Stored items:
[Start]
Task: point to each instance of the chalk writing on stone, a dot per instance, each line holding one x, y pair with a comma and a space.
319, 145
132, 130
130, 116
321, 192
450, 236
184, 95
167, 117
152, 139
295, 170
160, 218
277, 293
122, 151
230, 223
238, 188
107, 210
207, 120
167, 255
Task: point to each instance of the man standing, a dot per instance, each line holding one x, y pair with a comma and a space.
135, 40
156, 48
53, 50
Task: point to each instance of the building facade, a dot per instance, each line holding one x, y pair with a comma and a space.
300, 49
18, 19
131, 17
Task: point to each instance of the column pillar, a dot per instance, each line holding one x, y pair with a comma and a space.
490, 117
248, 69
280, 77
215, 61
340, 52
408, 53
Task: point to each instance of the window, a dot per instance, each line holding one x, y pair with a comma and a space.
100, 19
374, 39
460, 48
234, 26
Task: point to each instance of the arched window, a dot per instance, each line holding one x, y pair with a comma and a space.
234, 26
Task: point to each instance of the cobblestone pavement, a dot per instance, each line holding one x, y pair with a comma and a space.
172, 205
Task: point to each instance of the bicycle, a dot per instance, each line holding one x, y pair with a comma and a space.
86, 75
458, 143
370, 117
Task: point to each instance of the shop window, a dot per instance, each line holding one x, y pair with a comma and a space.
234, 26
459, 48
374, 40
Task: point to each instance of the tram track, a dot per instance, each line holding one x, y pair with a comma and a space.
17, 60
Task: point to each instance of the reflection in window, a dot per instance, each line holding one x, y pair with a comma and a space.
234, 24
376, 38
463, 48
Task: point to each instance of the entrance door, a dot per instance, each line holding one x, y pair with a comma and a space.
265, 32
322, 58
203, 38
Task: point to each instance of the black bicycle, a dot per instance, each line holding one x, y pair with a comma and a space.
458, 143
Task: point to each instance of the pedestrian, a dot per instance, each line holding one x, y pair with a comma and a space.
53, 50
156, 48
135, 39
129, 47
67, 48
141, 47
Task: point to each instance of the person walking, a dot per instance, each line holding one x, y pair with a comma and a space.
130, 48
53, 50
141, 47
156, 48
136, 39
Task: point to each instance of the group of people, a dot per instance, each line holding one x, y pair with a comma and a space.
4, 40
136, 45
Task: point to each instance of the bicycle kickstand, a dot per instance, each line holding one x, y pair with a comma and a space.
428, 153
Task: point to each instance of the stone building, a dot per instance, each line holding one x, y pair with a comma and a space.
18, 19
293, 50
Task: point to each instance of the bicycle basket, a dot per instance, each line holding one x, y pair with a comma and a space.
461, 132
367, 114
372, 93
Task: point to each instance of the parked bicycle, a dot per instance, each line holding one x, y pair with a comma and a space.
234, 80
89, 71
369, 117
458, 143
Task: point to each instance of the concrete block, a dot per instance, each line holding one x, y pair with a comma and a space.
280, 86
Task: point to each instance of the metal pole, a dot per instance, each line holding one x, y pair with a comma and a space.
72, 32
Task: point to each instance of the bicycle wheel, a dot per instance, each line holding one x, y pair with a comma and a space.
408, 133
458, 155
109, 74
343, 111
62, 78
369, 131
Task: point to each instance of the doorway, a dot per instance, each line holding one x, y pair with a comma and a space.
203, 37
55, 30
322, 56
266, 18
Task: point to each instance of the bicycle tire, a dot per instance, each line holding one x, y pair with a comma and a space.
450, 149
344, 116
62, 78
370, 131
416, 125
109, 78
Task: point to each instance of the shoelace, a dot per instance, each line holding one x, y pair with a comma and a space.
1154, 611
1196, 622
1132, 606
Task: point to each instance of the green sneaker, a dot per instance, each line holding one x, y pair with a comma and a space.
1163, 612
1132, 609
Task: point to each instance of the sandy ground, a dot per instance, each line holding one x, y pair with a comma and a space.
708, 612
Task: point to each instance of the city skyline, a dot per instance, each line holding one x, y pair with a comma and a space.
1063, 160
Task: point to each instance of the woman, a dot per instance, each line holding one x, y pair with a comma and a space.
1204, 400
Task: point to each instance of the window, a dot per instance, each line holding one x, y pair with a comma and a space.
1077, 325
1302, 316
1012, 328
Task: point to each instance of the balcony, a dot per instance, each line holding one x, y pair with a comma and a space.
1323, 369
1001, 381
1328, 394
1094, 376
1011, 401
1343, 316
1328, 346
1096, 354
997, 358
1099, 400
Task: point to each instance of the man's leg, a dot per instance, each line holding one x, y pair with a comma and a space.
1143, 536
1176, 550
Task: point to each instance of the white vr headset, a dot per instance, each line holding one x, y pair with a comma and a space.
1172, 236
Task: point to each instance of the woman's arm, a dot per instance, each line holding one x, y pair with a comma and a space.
[End]
Aim of the task
Rewrite the rows from the line with "Task: point to each instance of the shoelace, a" through the last row, leaving each task line as it is and multiplying every coordinate in the answers by 2.15, rounded to the nearest whole number with halves going up.

Task result
Task: point to each instance of the shoelace, a dot per instance, each line holding one x, y pair with a comma and a space.
2481, 1314
2571, 1337
2434, 1303
Task: point to each instance of the green sneaker, a dot per instance, each line holding one x, y pair with a comma and a space.
2500, 1316
2434, 1309
Task: point to each instance of the sandy ground, a dot per instance, each line holding one x, y pair with a comma and a space.
1522, 1316
Task: point to each instance of the city skyline, a dot per instance, each line holding one x, y pair with a comma and a space.
2285, 344
Task: point to each instance of the woman, a dot per instance, each line holding one x, y pair with a comma and a space.
2589, 860
Task: point to each instance of the window, a dot per instance, each line holding one x, y pair with a comma and a space.
2316, 699
2799, 679
2176, 705
Task: point to each instance of the balcony, a dot per instance, each line holding one x, y pair with a comma and a space.
2844, 793
2152, 819
2855, 847
2352, 808
2174, 862
2887, 679
2855, 744
2356, 761
2144, 770
2363, 860
Task: point to each instance of the man's leg, a dot per instance, each line holding one x, y pair with a comma and a space.
2457, 1152
2528, 1183
Task: point to each instance of the white vr headset, a dot per instance, each line holding one x, y pair with a comma and a space.
2520, 507
Task: point to each instance of the woman's arm, a dot per instance, each line holding one x, y pair with a comma and a space.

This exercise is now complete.